**Trecho:**
Prometeu que no seu governo tanto ele como o vice e os ministros trabalhariam, se necessário, 24 horas por dia para que pudessem cumprir o que havia sido prometido no palanque e que, na opinião de Lula, não constituía nenhuma proposta absurda. “Para chegar aqui nós perdemos quatro eleições: uma para governador (em São Paulo) e três para presidente da República. E vocês sabem que a cultura política do Brasil só rende homenagem aos vencedores. Quando a gente perde, ninguém dá um telefonema para dizer: “Companheiro, a luta continua”, chegou a desabafar em um outro trecho da sua fala. Em outro discurso, no mesmo dia, perante o Congresso Nacional, Lula confirmava que “mudança” seria a palavra-chave, assim interpretando a grande mensagem da sociedade brasileira nas eleições de outubro de 2002. “A esperança finalmente venceu o medo e a sociedade brasileira decidiu que estava na hora de trilhar novos caminhos, diante do esgotamento de um modelo que, em vez de gerar crescimento, produziu estagnação, desemprego e fome”. Seu compromisso foi eloquente: “Vamos mudar, sim. Mudar com coragem e cuidado, humildade e ousadia, mudar tendo consciência de que a mudança é um processo gradativo, continuado, não um simples ato de vontade, não um arroubo voluntarista”.
Nos dois governos que empalmou, Luiz Inácio Lula da Silva conviveu com crises políticas, cometeu erros e enfrentou até escândalos de corrupção como o malsinado “mensalão”, que foi destaque na mídia internacional. Mas a Era Lula foi caracterizada pela solidariedade efetiva com as classes menos favorecidas, que estavam à margem, numa época em que não era tão forte o significado da “inclusão social”. Foi pródigo em avanços, nas questões da Cidadania (Direitos Humanos, indígenas, negros) e deu partida ao ambicioso projeto da transposição das águas do rio São Francisco no semiárido do Nordeste, assinalando um marco histórico em relação a antecessores que nunca tiraram do papel o programa da interligação de bacias. Ainda agora, ao assumir pela terceira vez o Palácio do Planalto em janeiro de 2023, Lula terá a responsabilidade de concluir a transposição, suprindo as lacunas deixadas pelo governo do presidente Jair Bolsonaro, que, de resto, tratou o Nordeste de forma preconceituosa, sem levar em consideração o peso que a Região conquistou no cenário nacional como força política ativa.

**Atividade:** Resuma em duas frases o trecho sobre os governos de Lula. Os itens não têm relação com o trecho.

[Dados registrados]
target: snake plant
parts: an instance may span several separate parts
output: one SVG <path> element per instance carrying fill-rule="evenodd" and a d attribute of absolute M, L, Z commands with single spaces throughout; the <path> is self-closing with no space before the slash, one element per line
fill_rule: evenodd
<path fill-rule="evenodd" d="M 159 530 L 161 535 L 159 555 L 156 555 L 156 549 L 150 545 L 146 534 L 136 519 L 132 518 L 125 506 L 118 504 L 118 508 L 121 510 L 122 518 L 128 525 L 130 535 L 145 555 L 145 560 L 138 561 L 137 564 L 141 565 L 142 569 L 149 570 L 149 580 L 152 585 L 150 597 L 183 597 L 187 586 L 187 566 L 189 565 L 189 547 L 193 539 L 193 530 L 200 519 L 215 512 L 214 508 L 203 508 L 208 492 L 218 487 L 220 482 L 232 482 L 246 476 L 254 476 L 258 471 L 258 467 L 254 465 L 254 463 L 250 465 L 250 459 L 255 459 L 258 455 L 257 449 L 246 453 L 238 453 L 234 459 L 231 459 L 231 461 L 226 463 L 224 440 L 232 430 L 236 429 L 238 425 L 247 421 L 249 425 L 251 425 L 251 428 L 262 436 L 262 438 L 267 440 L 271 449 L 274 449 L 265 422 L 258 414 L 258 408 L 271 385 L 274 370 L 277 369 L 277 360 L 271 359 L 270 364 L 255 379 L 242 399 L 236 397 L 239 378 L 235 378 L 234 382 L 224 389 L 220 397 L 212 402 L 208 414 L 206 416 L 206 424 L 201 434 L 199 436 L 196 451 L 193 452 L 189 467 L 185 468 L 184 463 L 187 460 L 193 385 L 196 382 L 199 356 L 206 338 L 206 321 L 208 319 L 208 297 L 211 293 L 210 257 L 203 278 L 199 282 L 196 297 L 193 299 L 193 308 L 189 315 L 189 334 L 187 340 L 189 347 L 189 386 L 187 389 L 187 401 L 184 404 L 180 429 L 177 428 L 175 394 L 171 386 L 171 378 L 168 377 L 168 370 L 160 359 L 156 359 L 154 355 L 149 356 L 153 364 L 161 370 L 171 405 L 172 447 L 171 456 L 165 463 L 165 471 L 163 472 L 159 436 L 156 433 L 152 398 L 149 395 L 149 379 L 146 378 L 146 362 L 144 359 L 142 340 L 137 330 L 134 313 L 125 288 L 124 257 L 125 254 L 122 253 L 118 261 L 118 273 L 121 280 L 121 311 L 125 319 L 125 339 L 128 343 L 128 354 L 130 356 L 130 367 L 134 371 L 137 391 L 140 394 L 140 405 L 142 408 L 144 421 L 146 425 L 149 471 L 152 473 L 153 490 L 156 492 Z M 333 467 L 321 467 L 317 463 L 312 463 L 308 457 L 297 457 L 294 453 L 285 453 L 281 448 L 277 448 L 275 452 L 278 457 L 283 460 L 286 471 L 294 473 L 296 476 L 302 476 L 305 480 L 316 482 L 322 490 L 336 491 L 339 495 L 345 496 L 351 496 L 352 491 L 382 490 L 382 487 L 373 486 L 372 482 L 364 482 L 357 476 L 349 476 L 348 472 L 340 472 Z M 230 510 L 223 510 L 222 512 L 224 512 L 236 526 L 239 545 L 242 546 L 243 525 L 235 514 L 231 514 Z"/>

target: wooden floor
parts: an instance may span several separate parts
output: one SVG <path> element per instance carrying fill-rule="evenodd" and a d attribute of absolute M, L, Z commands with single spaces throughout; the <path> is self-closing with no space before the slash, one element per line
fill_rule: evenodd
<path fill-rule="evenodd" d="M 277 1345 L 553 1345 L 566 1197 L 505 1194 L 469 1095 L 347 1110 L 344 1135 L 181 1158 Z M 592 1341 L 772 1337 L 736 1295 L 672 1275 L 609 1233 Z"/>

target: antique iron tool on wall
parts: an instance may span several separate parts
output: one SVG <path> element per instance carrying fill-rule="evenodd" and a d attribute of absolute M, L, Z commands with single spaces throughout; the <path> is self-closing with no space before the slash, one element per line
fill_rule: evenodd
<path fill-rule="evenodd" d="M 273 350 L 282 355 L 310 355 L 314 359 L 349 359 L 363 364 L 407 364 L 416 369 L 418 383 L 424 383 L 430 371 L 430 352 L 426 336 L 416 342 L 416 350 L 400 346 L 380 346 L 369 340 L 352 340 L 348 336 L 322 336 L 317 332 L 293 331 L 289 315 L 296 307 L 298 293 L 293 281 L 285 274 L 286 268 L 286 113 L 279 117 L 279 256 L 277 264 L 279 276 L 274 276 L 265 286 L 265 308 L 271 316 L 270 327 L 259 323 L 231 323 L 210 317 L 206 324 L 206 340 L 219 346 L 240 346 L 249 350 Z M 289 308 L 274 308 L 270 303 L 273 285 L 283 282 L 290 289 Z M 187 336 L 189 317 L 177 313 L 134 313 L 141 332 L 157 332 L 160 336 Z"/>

**Resposta:** Em seus discursos, Lula prometeu que ele, o vice e os ministros trabalhariam, se necessário, 24 horas por dia para cumprir o prometido, e apontou a "mudança" como palavra-chave, entendida como um processo gradativo. Em seus dois governos, ele enfrentou crises e escândalos como o "mensalão", mas se destacou pela solidariedade com as classes menos favorecidas, por avanços na Cidadania e pelo início da transposição do rio São Francisco, que terá a responsabilidade de concluir no mandato iniciado em janeiro de 2023.